:: Jobs ::
(1) Rewrite the Portland waterfall text starting with "As deep as I’d" and going on through "natural 30-foot waterfall?", with "tidbit" changed to "detail".
(2) Summarize the Portland waterfall text in two sentences.

Living in Portland for a number of years, I relished collecting trivia about the Forest City. Did you know, for example, that Portland was briefly picked as state capital before Augusta? Or that before being named Portland, the peninsula was called Machigonne? The list goes on and on.

As deep as I’d like to think my knowledge runs, there was one interesting tidbit that managed to elude me until I was exploring the city recently.

Did you know that Portland is home to a natural 30-foot waterfall?

Located in the 85-acre Fore River Sanctuary, Jewell Falls is just a short hike from a number of Portland’s major thoroughfares. The falls are named after Portland Trails co-founder Tom Jewell, who donated the tract of land. It isn’t the most impressive falls in the state — Jewell is downright puny compared to Angel and Moxie falls — but it’s certainly not something you’d expect to find just a few minutes from Congress Street.

There are four entrances to the Fore River Sanctuary. Parking at Maine Orthopedics on Frost Street puts you just moments from the southernmost trailhead. This entrance follows an old canal towpath, a visible relic of a former shipping route.

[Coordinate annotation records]

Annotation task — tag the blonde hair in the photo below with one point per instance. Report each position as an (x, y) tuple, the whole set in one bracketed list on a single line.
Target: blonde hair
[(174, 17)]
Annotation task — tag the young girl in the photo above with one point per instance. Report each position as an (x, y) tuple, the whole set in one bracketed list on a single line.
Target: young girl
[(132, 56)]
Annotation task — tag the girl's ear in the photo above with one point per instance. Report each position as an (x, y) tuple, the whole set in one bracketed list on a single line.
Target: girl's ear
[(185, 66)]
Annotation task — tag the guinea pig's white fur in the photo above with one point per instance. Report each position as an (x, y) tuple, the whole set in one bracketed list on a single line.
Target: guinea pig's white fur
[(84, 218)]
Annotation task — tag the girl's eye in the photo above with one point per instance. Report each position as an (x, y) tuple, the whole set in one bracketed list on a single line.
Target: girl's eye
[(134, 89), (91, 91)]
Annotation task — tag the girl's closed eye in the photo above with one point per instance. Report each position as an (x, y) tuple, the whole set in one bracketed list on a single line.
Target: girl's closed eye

:: Responses per task ::
(1)
As deep as I’d like to think my knowledge runs, there was one interesting detail that managed to elude me until I was exploring the city recently.

Did you know that Portland is home to a natural 30-foot waterfall?

(2) While recently exploring Portland, the writer, a longtime collector of trivia about the city, learned that it contains a natural 30-foot waterfall, Jewell Falls, located in the 85-acre Fore River Sanctuary and named after Portland Trails co-founder Tom Jewell, who donated the land. Although small compared with Angel and Moxie falls, it lies a short hike from major thoroughfares, and the sanctuary has four entrances, including a southernmost trailhead near parking at Maine Orthopedics on Frost Street that follows an old canal towpath.